■ **Task prompt**
Each entry below is to be extracted exactly.

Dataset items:
begin
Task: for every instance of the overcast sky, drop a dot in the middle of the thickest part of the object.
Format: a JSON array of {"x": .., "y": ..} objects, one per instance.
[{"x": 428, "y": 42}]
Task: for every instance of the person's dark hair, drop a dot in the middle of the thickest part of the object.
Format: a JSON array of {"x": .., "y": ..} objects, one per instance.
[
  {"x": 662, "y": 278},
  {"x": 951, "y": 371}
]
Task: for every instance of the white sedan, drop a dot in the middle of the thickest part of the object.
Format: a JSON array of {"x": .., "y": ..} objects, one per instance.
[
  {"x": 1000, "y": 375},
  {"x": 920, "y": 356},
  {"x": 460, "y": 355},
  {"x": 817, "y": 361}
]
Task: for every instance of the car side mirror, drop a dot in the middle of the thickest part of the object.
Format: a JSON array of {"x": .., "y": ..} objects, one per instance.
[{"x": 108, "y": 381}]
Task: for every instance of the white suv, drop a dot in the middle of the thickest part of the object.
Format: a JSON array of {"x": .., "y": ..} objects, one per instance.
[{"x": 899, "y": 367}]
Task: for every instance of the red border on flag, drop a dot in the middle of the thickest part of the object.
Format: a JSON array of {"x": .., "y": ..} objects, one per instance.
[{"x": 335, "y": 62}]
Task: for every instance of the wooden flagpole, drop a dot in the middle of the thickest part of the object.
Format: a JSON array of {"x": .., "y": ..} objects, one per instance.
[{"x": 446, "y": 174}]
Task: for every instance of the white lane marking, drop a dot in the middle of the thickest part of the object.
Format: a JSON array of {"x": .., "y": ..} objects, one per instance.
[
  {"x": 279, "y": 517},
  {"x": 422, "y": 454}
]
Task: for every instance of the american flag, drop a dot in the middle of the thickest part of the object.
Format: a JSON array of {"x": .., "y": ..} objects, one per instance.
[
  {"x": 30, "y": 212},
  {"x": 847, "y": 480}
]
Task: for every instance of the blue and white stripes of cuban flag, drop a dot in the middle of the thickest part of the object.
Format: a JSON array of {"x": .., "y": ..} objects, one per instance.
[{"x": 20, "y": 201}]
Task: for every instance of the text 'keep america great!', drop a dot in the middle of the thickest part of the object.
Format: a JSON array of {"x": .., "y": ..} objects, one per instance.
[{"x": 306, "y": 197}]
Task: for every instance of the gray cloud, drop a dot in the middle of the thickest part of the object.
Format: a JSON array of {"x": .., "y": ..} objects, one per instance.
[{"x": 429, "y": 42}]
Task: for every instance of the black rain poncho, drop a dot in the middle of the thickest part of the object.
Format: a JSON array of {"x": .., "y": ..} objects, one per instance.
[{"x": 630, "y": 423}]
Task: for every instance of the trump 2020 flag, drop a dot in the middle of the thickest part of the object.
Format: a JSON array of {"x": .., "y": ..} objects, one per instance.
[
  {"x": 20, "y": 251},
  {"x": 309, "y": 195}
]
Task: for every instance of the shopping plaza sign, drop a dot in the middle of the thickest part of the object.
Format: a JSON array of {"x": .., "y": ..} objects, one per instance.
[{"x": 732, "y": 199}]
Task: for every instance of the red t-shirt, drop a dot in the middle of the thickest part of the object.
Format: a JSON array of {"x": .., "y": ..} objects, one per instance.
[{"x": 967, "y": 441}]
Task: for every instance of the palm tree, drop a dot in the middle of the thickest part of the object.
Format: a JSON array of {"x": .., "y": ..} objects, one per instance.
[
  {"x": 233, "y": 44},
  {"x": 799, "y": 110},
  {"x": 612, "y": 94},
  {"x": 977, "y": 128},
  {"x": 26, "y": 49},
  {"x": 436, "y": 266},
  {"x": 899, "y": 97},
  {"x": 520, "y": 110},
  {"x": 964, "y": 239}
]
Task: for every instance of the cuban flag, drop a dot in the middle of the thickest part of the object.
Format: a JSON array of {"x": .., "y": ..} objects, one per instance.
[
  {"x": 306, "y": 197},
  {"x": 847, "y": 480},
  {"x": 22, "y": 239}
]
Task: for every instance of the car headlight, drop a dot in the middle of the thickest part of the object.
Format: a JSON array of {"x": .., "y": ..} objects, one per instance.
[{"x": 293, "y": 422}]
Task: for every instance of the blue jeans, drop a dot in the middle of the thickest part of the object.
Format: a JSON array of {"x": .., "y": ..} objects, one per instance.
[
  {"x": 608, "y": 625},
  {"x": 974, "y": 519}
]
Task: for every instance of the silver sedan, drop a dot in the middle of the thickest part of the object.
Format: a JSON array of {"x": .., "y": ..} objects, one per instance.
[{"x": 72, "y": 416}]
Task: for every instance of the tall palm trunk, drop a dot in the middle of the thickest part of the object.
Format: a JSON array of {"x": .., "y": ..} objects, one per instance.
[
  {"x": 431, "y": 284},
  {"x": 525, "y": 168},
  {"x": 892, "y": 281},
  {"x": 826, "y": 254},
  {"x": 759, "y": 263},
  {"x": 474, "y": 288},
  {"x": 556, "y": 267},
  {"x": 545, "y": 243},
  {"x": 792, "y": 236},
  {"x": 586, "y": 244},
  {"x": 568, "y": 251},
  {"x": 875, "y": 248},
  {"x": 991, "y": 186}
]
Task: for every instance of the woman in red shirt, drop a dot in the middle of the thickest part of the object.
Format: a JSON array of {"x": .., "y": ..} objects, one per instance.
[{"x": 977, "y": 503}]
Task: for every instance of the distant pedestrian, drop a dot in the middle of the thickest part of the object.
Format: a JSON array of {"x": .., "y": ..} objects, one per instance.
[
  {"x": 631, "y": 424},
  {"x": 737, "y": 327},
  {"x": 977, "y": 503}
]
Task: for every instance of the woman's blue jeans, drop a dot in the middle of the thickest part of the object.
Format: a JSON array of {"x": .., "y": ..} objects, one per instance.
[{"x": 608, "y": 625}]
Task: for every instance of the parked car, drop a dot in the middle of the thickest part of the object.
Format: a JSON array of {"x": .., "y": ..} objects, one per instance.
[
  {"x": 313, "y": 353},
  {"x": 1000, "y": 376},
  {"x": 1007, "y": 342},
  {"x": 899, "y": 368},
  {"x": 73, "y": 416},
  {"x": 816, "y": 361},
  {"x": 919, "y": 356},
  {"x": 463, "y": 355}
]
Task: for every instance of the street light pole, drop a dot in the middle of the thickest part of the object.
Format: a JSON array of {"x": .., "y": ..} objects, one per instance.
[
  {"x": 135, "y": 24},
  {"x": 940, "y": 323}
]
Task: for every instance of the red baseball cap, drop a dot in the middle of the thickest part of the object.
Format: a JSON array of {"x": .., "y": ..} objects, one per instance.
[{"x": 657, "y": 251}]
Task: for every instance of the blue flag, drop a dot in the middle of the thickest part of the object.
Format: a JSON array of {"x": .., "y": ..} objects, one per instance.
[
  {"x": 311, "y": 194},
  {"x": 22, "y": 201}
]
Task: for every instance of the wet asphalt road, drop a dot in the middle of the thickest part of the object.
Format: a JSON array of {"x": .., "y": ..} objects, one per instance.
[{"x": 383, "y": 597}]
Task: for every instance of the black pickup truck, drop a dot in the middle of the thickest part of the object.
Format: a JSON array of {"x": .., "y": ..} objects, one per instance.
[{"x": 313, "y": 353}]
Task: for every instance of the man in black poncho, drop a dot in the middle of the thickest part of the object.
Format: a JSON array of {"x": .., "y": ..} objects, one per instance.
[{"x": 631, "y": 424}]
end
■ **Problem solution**
Task: for every instance of the overcast sky, drop a dot in the middle of the thickest part of the object.
Format: a JSON array of {"x": .., "y": ..} objects, one per instance.
[{"x": 428, "y": 42}]
Task: for every instance of the person's dark hair, drop a dot in the middle of the thickest part of the object.
Format: a JSON array of {"x": .., "y": ..} objects, one per instance.
[
  {"x": 662, "y": 278},
  {"x": 951, "y": 371}
]
Task: for every instance of the white sedan, drop a dot in the middle of the thickest part of the object.
Format: a JSON array of {"x": .., "y": ..} objects, one per instance.
[
  {"x": 1000, "y": 375},
  {"x": 920, "y": 356},
  {"x": 460, "y": 355},
  {"x": 817, "y": 361}
]
Task: for every instance of the car side mirror, drop a dot in the middle of the thickest part of the object.
Format: a JSON array of {"x": .., "y": ..} objects, one per instance.
[{"x": 108, "y": 381}]
Task: for every instance of the white suv, drop a dot in the middle of the thickest part of the object.
Format: a JSON array of {"x": .., "y": ..} objects, one per instance.
[{"x": 899, "y": 367}]
Task: for every instance of the red border on flag, drop a dot in the middle of the thickest part of the object.
Format: a JSON array of {"x": .., "y": ..} objects, one per instance.
[{"x": 335, "y": 62}]
Task: for every instance of the wooden flagpole, drop a dot in the middle of the thickest part of the object.
Format: a JSON array of {"x": .., "y": ..} objects, one per instance.
[{"x": 446, "y": 174}]
Task: for every instance of the white lane marking, drop a dot in the middle of the thickest part of the object.
Format: a JSON array of {"x": .., "y": ..} objects, one per instance.
[
  {"x": 279, "y": 517},
  {"x": 422, "y": 454}
]
Task: for every instance of the american flag, drop a dot in the middle of the thickest part of the object.
Format: a JSON array of {"x": .., "y": ..} objects, one per instance.
[
  {"x": 30, "y": 212},
  {"x": 847, "y": 480}
]
Task: for every instance of the blue and white stripes of cuban flag, drop a dot in the middle of the thickest part of the object.
Format: a JSON array of {"x": .., "y": ..} objects, one per instance.
[{"x": 20, "y": 201}]
Task: for every instance of the text 'keep america great!', drop a dot in the middle of the thickest part of the object.
Format: a JSON array of {"x": .., "y": ..} objects, one per instance.
[{"x": 306, "y": 197}]
Task: for every instance of the gray cloud, drop a dot in the middle of the thickest part of the object.
Format: a JSON array of {"x": .., "y": ..} objects, one per instance.
[{"x": 429, "y": 42}]
Task: for every instance of the black rain poncho, drop a dot in the middle of the thickest part of the object.
Format: a JSON array of {"x": .., "y": ..} objects, one per instance.
[{"x": 630, "y": 423}]
Task: for every instance of the trump 2020 flag, drop a dot in the middle of the thickest part of the object.
Format: a JSON array of {"x": .., "y": ..} objects, one per instance.
[
  {"x": 20, "y": 251},
  {"x": 309, "y": 195}
]
Task: for every instance of the shopping plaza sign, drop a dot in the middle of the thickest part of the object.
Format: a JSON array of {"x": .., "y": ..} objects, one per instance.
[{"x": 732, "y": 199}]
Task: for every instance of the red t-shirt, drop a dot in the middle of the thickest part of the object.
Format: a JSON array of {"x": .., "y": ..} objects, one per instance.
[{"x": 967, "y": 441}]
Task: for every instance of the palm tree, drop a dot in the middle of the thickest part of the object.
Format: a JSON array of {"x": .., "y": ..} objects, one per instance.
[
  {"x": 233, "y": 44},
  {"x": 799, "y": 110},
  {"x": 612, "y": 94},
  {"x": 977, "y": 128},
  {"x": 26, "y": 49},
  {"x": 436, "y": 266},
  {"x": 899, "y": 97},
  {"x": 520, "y": 110},
  {"x": 964, "y": 239}
]
Task: for every instance of the cuban flag, drop a dot in the middle of the thickest part of the object.
Format: a JSON array of {"x": .., "y": ..} objects, one per instance.
[
  {"x": 306, "y": 197},
  {"x": 847, "y": 480},
  {"x": 22, "y": 239}
]
Task: for every instance of the car headlight, drop a dot in the middle of the thickest part of the object.
Format: a JSON array of {"x": .., "y": ..} objects, one per instance.
[{"x": 293, "y": 422}]
Task: for every instance of the blue jeans, drop a dot in the middle of the thickest part of the object.
Format: a JSON array of {"x": .., "y": ..} objects, one per instance.
[
  {"x": 608, "y": 625},
  {"x": 974, "y": 519}
]
Task: for every instance of the silver sedan, drop a dot in the middle of the thickest part of the object.
Format: a JSON array of {"x": .., "y": ..} objects, one per instance.
[{"x": 72, "y": 416}]
Task: for every instance of the tall palm trunk, drop a dot in the middle of the thickest part of the object.
Format: a JSON array of {"x": .., "y": ..} objects, one per instance.
[
  {"x": 431, "y": 284},
  {"x": 525, "y": 168},
  {"x": 892, "y": 281},
  {"x": 826, "y": 254},
  {"x": 759, "y": 263},
  {"x": 474, "y": 288},
  {"x": 556, "y": 267},
  {"x": 545, "y": 243},
  {"x": 792, "y": 236},
  {"x": 586, "y": 244},
  {"x": 568, "y": 251},
  {"x": 875, "y": 248},
  {"x": 991, "y": 186}
]
Task: for every instance of the woman in red shirt, drop a dot in the middle of the thickest part of the object.
Format: a JSON array of {"x": .., "y": ..} objects, one per instance.
[{"x": 977, "y": 503}]
Task: for every instance of the distant pedestrian, drop a dot in the middle of the thickest part of the object.
Format: a JSON array of {"x": .., "y": ..} objects, one per instance.
[
  {"x": 631, "y": 424},
  {"x": 737, "y": 327},
  {"x": 977, "y": 503}
]
Task: for every instance of the woman's blue jeans, drop a dot in the middle of the thickest part of the object.
Format: a JSON array of {"x": .., "y": ..} objects, one per instance.
[{"x": 608, "y": 625}]
Task: for every instance of the parked car, drop a dot in the middle of the thickest part of the object.
Format: a JSON array of {"x": .., "y": ..} objects, one per instance.
[
  {"x": 313, "y": 353},
  {"x": 1000, "y": 376},
  {"x": 1007, "y": 342},
  {"x": 899, "y": 368},
  {"x": 73, "y": 416},
  {"x": 816, "y": 361},
  {"x": 919, "y": 356},
  {"x": 463, "y": 355}
]
Task: for every instance of the street light pole, drop a dot in the middle of the thickest part of the object.
Format: a JSON array of {"x": .., "y": ..} objects, one per instance.
[
  {"x": 135, "y": 24},
  {"x": 940, "y": 323}
]
Task: for every instance of the red baseball cap, drop a dot in the middle of the thickest part of the object.
Format: a JSON array of {"x": .., "y": ..} objects, one per instance.
[{"x": 657, "y": 251}]
Task: for every instance of the blue flag, drop a dot in the middle of the thickest part of the object.
Format: a JSON array of {"x": .., "y": ..} objects, one per instance.
[
  {"x": 311, "y": 194},
  {"x": 22, "y": 201}
]
Task: for every instance of the wet asphalt road, drop a dot in the middle of the thickest part of the object.
Format: a JSON array of {"x": .., "y": ..} objects, one per instance.
[{"x": 383, "y": 597}]
Task: for every instance of the black pickup truck, drop a dot in the middle of the thickest part of the object.
Format: a JSON array of {"x": .., "y": ..} objects, one per instance.
[{"x": 313, "y": 353}]
Task: for every instance of the man in black poncho, drop a dot in the middle of the thickest part of the object.
Format: a JSON array of {"x": .., "y": ..} objects, one per instance.
[{"x": 631, "y": 424}]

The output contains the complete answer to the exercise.